An exact transcription of every record below is required, with the pictures left out.

Stored data

━━━━━━━━━━

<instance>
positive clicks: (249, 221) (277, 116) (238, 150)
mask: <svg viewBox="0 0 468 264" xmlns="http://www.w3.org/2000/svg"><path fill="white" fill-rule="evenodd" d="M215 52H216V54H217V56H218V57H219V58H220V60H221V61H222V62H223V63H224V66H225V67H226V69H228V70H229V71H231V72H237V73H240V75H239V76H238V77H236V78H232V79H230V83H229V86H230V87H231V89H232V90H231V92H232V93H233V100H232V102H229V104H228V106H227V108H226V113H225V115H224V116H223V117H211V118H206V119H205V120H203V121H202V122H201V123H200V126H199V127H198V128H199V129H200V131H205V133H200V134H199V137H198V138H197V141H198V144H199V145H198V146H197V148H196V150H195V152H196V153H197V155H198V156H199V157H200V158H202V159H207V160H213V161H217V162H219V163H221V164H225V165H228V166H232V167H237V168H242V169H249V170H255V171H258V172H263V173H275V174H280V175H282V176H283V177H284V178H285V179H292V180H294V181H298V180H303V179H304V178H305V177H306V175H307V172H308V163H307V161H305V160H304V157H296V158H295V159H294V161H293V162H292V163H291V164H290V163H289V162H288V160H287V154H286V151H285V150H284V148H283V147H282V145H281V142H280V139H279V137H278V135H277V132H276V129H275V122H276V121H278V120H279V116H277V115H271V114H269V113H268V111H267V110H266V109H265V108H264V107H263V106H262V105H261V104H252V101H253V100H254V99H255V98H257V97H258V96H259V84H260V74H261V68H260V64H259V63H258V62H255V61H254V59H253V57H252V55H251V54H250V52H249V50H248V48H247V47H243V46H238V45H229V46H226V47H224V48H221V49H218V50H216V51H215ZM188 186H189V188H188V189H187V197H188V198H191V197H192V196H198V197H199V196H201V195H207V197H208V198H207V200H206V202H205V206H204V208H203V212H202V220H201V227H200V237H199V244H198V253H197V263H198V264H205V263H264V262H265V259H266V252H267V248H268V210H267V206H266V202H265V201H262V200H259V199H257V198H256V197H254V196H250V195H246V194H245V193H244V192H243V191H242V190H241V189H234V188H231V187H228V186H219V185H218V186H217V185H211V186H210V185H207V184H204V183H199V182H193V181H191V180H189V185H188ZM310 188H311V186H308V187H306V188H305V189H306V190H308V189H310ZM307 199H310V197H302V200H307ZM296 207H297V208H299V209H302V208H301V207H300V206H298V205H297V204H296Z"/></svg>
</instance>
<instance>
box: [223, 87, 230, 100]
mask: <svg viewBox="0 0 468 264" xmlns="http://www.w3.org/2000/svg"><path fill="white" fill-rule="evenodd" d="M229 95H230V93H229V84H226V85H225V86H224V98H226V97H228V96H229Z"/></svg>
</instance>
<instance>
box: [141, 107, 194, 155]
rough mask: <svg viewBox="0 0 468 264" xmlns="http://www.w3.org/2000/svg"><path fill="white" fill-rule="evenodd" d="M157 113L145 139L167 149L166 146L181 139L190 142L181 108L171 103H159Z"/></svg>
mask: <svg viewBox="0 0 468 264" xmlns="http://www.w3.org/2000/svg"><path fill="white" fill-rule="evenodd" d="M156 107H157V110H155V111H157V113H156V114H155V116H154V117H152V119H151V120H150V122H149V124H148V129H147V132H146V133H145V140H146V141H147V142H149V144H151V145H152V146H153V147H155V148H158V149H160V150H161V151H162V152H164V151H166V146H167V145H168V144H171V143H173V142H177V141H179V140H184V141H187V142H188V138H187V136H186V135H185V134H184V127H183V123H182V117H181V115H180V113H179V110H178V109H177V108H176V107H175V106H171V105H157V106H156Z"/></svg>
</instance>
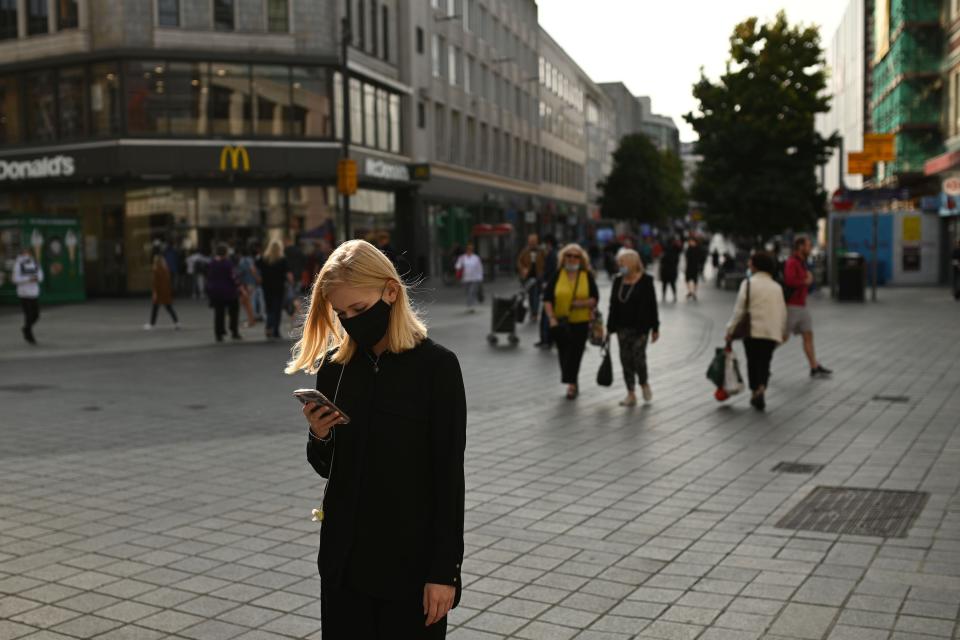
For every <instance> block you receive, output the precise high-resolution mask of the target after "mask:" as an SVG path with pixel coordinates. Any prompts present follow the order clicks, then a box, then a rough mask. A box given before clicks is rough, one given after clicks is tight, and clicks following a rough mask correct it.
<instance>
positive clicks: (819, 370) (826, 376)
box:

━━━━━━━━━━

Solution »
<instance>
positive clicks: (249, 221) (277, 116) (238, 150)
mask: <svg viewBox="0 0 468 264" xmlns="http://www.w3.org/2000/svg"><path fill="white" fill-rule="evenodd" d="M215 52H216V54H217V56H218V57H219V58H220V60H221V61H222V62H223V63H224V66H225V67H226V69H228V70H229V71H231V72H237V73H240V75H239V76H238V77H236V78H232V79H230V83H229V86H230V87H231V89H232V90H231V92H232V93H233V100H232V102H229V104H228V106H227V108H226V113H225V115H224V116H223V117H211V118H206V119H205V120H203V121H202V122H201V123H200V126H199V127H198V128H199V129H200V131H205V133H200V134H199V137H198V138H197V141H198V144H199V145H198V146H197V148H196V150H195V152H196V153H197V155H198V156H199V157H200V158H202V159H207V160H213V161H217V162H219V163H221V164H225V165H228V166H232V167H237V168H242V169H249V170H255V171H258V172H263V173H275V174H280V175H282V176H283V177H284V178H285V179H292V180H294V181H298V180H303V179H304V178H305V177H306V175H307V172H308V163H307V161H305V160H304V157H296V158H295V159H294V161H293V162H292V163H291V164H290V163H289V162H288V160H287V154H286V151H285V150H284V148H283V147H282V145H281V142H280V139H279V137H278V135H277V132H276V129H275V122H276V121H278V120H279V116H277V115H271V114H269V113H268V111H267V110H266V109H265V108H264V107H263V106H262V105H261V104H252V101H253V100H254V99H255V98H257V97H258V96H259V84H260V74H261V68H260V64H259V63H258V62H255V61H254V59H253V57H252V55H251V54H250V52H249V50H248V48H247V47H243V46H238V45H229V46H226V47H224V48H221V49H218V50H216V51H215ZM188 186H189V188H188V189H187V197H188V198H191V197H192V196H198V197H199V196H201V195H207V197H208V198H207V200H206V202H205V206H204V208H203V212H202V220H201V227H200V237H199V244H198V253H197V263H198V264H205V263H264V262H265V259H266V252H267V248H268V210H267V206H266V202H265V201H262V200H259V199H257V198H256V197H254V196H250V195H246V194H245V193H244V192H243V191H242V190H241V189H234V188H231V187H228V186H219V185H218V186H217V185H211V186H210V185H207V184H204V183H199V182H193V181H191V180H189V185H188ZM310 188H311V186H308V187H306V188H305V189H306V190H308V189H310ZM307 199H310V197H302V200H307ZM296 207H297V208H299V209H302V208H301V207H300V206H298V205H297V204H296Z"/></svg>
</instance>
<instance>
box: [223, 87, 230, 100]
mask: <svg viewBox="0 0 468 264" xmlns="http://www.w3.org/2000/svg"><path fill="white" fill-rule="evenodd" d="M229 95H230V93H229V84H226V85H225V86H224V98H226V97H228V96H229Z"/></svg>
</instance>
<instance>
box: [141, 107, 194, 155]
rough mask: <svg viewBox="0 0 468 264" xmlns="http://www.w3.org/2000/svg"><path fill="white" fill-rule="evenodd" d="M157 113L145 139L167 149L166 146L181 139L190 142L181 108L171 103H159Z"/></svg>
mask: <svg viewBox="0 0 468 264" xmlns="http://www.w3.org/2000/svg"><path fill="white" fill-rule="evenodd" d="M156 107H157V110H155V111H157V113H156V114H155V116H154V117H152V119H151V120H150V122H149V124H148V129H147V132H146V133H145V140H146V141H147V142H149V144H151V145H152V146H153V147H155V148H158V149H160V150H161V151H162V152H164V151H166V146H167V145H168V144H171V143H173V142H177V141H179V140H184V141H187V142H188V138H187V136H186V135H185V134H184V127H183V123H182V117H181V115H180V113H179V110H178V109H177V108H176V107H175V106H171V105H157V106H156Z"/></svg>
</instance>
For every <instance> block you receive, output the precise high-resolution mask of the target after "mask:" as an SVG path with pixel coordinates. Any prompts present follow the order clicks, then a box, then a rough mask. A box given before clicks is rough, one given after clicks is tight, and clicks following a rough mask correct it.
<instance>
positive clicks: (819, 370) (826, 376)
box:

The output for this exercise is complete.